Provided passage ::
····················
Move Aside, Already!

Posted on 24 August 2007. Filed under: Disability, Rants |

[Edited to add these two paragraphs, Sept 2 ’07:] Usually I like to think of myself as a good writer. And usually I am. In fact, I write for a living. But what some people don’t seem to realize is that sometimes even good writers just totally screw it up. As I seem to have, in this case. I wrote this rant mainly as a humor piece. However, judging by the responses people have left, people seem to be missing the humor and only picking up anger — more anger than I was actually feeling when I wrote this piece. Humor, so I understand, is the hardest thing to write: humor is MEANT to be “over the top” — but if you go “over the top” enough then it loses humor and people may end up interpreting what you wrote in ways completely unrelated to what you meant. And that’s what seems to have happened here. I wrote this rant off the cuff and didn’t really re-read it before posting. That’ll teach me: next time I write for humor, but especially a meant-to-be-humorous rant (where it’s much harder to get the tone right), I’ll hold it a while and re-read it later.

I’m leaving this rant in place for now because the deed is already done, but when you read it, please bear in mind that it’s all MEANT to be in a humorous tone (even though I don’t seem to have succeeded with that). And don’t be surprised if you see this post simply disappear later. I’m still deciding whether I should leave this as a monument to one of my writing failures or just quietly pretend this never happened 😉 (In case it wasn’t clear, THAT was meant to be humor, too 🙂 )

If you’ve been paying attention to this blog, you know I’ve been writing a lot about the ADA Restoration Act of 2007 (HR 3195, S 1881). But I’m taking a break from that: this post is just going to be a rant.

Deaf people know first-hand that an amazingly large proportion of hearing people are, basically, idiots.

Oh, wait. Am I supposed to be nice and polite and understanding and acknowledge that maybe, just maybe, some hearing people aren’t idiots, just ignorant about deafness? Or am I supposed to find a nicer way to say the same thing in a much nicer way? Like, they’re not idiots, they’re just very poor thinkers. So poor at thinking that they wouldn’t know how to do it if you showed them how with pictures and diagrams drawn so simply and so obviously that a three year old child could intuit what to do. Sure, I could be nicer. And usually I try to be. But what’s a proper rant if you don’t get to insult people who, perhaps, DESERVE to be insulted, at least anonymously? A BORING rant, that’s what. As in, a rant that just isn’t any FUN any more! So I’m using the word “idiot,” and so there.
····················
Provided material ::

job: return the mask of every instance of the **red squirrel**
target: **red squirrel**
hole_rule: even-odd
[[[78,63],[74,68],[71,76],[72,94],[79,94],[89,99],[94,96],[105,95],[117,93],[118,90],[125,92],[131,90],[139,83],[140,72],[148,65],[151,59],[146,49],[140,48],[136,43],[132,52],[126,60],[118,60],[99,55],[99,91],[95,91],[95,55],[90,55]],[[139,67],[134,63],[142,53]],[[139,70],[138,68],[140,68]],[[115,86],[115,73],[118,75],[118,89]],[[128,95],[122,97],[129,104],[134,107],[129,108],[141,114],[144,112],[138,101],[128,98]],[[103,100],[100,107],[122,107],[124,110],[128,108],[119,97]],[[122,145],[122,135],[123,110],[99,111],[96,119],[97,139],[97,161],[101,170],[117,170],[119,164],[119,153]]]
····················
Problems ::
a) Which words does the blog post write entirely in capital letters for emphasis? List each word only once.
b) Can you return the part of the blog post starting at "If you’ve been" and ending at "to be a rant."?

Solved tasks ::
a) MEANT, THAT, DESERVE, BORING, FUN

b)
If you’ve been paying attention to this blog, you know I’ve been writing a lot about the ADA Restoration Act of 2007 (HR 3195, S 1881). But I’m taking a break from that: this post is just going to be a rant.